**Given text:**
★ ★ ★ ★

Far from the Mediterranean, the Nidanas in Buddhism are the links in a chain of origination (which I understand are a cause and effect sequence from ignorance to death). By now you wouldn’t be shocked to hear it from me: there are twelve Nidanas in Buddhism.
And in Hinduism, we encounter the twelve Adityas (offspring of Aditi, the goddess representing the infinity) who represent the twelve aspects of the Sun god Surya.
Despite all the aforementioned religions employing the number twelve in some or other capacity, it’s hard to discern a divine through line. The religious movements themselves are often at odds with each other on various dogmatic interests. And had there been such a divine through line, it would have served humanity better to prevent religious wars, than preserve holiness around the number twelve.
Besides, in none of the aforementioned religions does the number hold significant theological value.
In Christianity and Judaism the number twelve does not play a central role in doctrine (whereas in Christianity the number three does, as in the Holy Trinity).
In ancient Greek religion, numerology didn’t hold any particular significance. Numbers were not revered in the same manner that the twelve Olympian gods were revered. Besides, in addition to the twelve Olympian gods, gods such as Hades and Persephone, who did not reside on Olympus, were of equal significance.
Numerology hasn’t been central to Islamic belief either; the Quran does not treat twelve as a significant number.
And Buddhism too does not treat numbers as having special significance in themselves. Whereas there are Twelve Nidanas, the emphasis is on the dependent origination of phenomena, not the number itself. Of much greater importance in Buddhism is the Eightfold path and the Four Noble Truths, and even in those cases the emphasis is on the path and the truths, not the numbers eight and four.
Likewise, in Hinduism the number twelve appears a few times, but it plays the same role that the number does in the other religions—something that will become clear in the next section.
In conclusion, we do see a presence of the number twelve in the main religions. But as convenient as it might have been to attribute that presence to God or the Gods, such claim doesn’t track.

★ ★ ★ ★

**Records supplied:**
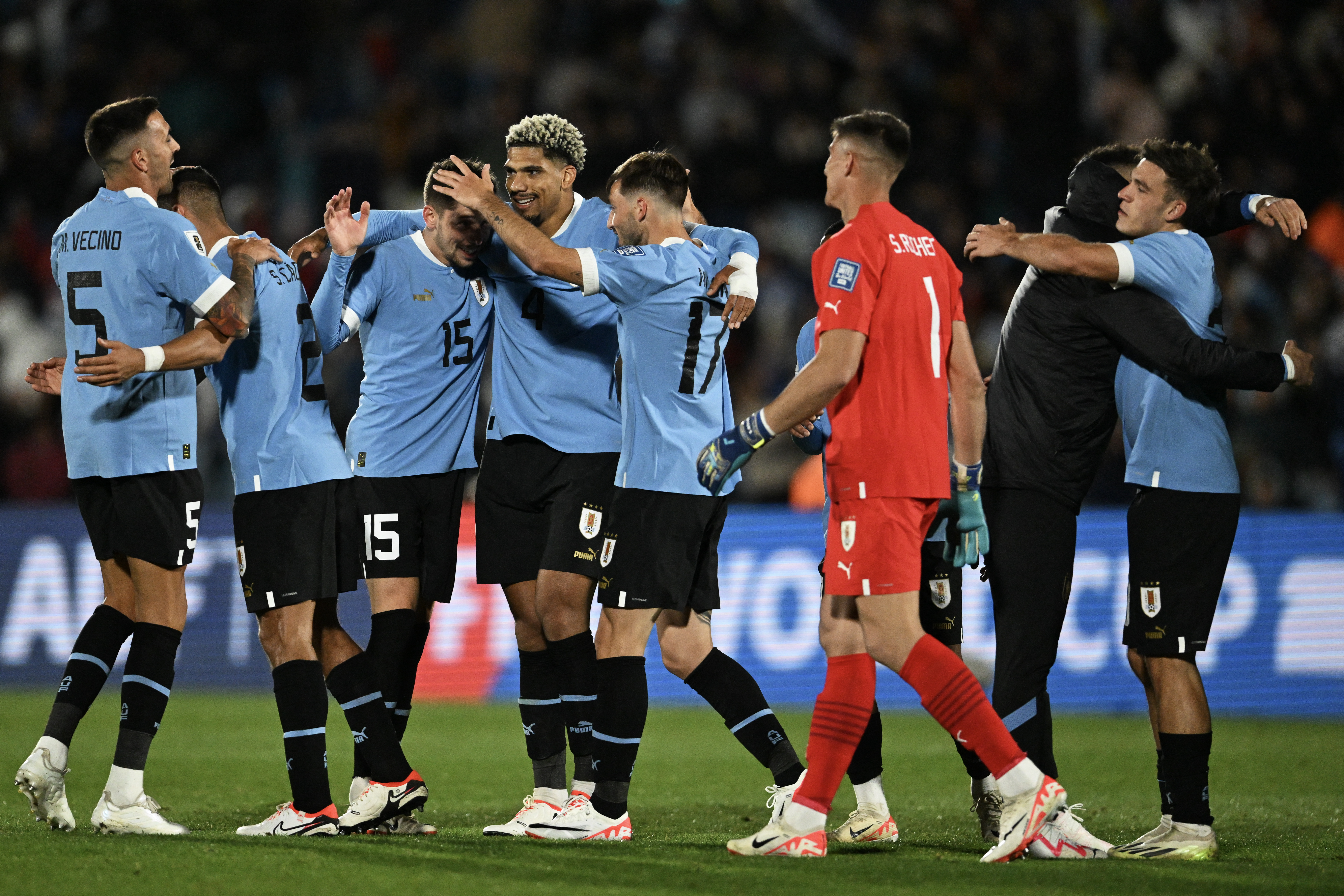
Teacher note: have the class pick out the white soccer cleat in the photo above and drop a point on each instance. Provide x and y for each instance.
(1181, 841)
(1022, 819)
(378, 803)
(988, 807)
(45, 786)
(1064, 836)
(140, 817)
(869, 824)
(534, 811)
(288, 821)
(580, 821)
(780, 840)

★ ★ ★ ★

**Challenge A:**
Answer these from the text on the number twelve in religion:
(i) How many Nidanas are there in Buddhism?
(ii) Whose offspring are the Adityas?
(iii) Which two gods who did not live on Olympus are named?
**Challenge B:** Print the whole listing that comes after the text word for word, leaving the picture out.

**Correct answer A:**
(i) Twelve
(ii) Aditi
(iii) Hades and Persephone

**Correct answer B:**
Teacher note: have the class pick out the white soccer cleat in the photo above and drop a point on each instance. Provide x and y for each instance.
(1181, 841)
(1022, 819)
(378, 803)
(988, 807)
(45, 786)
(1064, 836)
(140, 817)
(869, 824)
(534, 811)
(288, 821)
(580, 821)
(780, 840)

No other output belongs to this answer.